Task set –
a) In the forum thread on Warhammer 40k Latin translations, what definition is given for Carnifex?
b) Reproduce the stretch of rows from the line containing "of the potted" through the last row, both ends included.

# Warhammer 40k Latin Translations



## search116 (Aug 9, 2010)

I am going to do this in segments since I do not have time so first off is the Tyranids.

Some of the names are to bastardized for me to translate them back to latin then to english.


Norn Queen(a.k.a Tyranicus Primogenitor)/Tyrannos Praecursor Defintion Tyrant Forerunner

Hive Tyrant For some reason is nearly the same exact defintion of the Norn Queen

Tyranid Warrior/ Tyrannos Gladius Defintion Tyrant Sword

Hormagaunt ( Gauntii gladius) Defintion Gaunt Sword

Carnifex Defintion Executioner

Zoanthrope (Tyranicus Animus Aborrens) Defintion Tyrant spirit

more coming tomorrow


----------



## Stephen_Newman (Jul 14, 2009)

Interesting so far. Have some rep!


----------



## bitsandkits (Mar 18, 2008)

whats the latin for Donkey Killer?


----------



## search116 (Aug 9, 2010)

Data in this exercise –

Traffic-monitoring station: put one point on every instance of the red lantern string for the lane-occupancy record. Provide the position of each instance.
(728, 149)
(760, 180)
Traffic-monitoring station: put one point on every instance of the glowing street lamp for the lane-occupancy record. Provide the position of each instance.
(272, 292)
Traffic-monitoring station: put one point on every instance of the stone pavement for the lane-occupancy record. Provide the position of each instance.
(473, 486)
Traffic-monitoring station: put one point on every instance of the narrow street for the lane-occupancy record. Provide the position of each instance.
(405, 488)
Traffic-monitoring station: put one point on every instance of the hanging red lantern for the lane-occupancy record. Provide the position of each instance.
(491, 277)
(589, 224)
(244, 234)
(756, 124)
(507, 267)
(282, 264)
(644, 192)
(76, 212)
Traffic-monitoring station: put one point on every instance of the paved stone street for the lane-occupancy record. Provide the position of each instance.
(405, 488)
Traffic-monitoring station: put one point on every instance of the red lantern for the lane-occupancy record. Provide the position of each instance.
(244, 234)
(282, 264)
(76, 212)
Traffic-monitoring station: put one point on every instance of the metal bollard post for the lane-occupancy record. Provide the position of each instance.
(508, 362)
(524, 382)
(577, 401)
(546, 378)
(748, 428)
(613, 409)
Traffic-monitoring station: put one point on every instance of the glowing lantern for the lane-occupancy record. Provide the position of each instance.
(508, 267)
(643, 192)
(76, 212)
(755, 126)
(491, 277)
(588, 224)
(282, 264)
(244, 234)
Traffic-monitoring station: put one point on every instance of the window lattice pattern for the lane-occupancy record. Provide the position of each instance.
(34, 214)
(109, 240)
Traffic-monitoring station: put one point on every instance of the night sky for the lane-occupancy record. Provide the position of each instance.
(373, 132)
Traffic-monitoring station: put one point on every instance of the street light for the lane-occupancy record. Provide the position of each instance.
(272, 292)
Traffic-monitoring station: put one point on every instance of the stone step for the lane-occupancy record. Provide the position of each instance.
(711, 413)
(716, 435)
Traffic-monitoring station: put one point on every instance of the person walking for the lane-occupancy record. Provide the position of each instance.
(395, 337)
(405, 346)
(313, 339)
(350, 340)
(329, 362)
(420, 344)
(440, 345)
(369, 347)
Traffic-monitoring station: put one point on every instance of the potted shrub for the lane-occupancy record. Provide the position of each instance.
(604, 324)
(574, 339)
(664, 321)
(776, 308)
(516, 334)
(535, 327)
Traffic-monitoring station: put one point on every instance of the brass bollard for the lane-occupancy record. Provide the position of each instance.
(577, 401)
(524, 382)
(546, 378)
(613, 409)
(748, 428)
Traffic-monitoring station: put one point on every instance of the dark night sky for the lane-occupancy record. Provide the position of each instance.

Answer set –
a) Executioner

b)
Traffic-monitoring station: put one point on every instance of the potted shrub for the lane-occupancy record. Provide the position of each instance.
(604, 324)
(574, 339)
(664, 321)
(776, 308)
(516, 334)
(535, 327)
Traffic-monitoring station: put one point on every instance of the brass bollard for the lane-occupancy record. Provide the position of each instance.
(577, 401)
(524, 382)
(546, 378)
(613, 409)
(748, 428)
Traffic-monitoring station: put one point on every instance of the dark night sky for the lane-occupancy record. Provide the position of each instance.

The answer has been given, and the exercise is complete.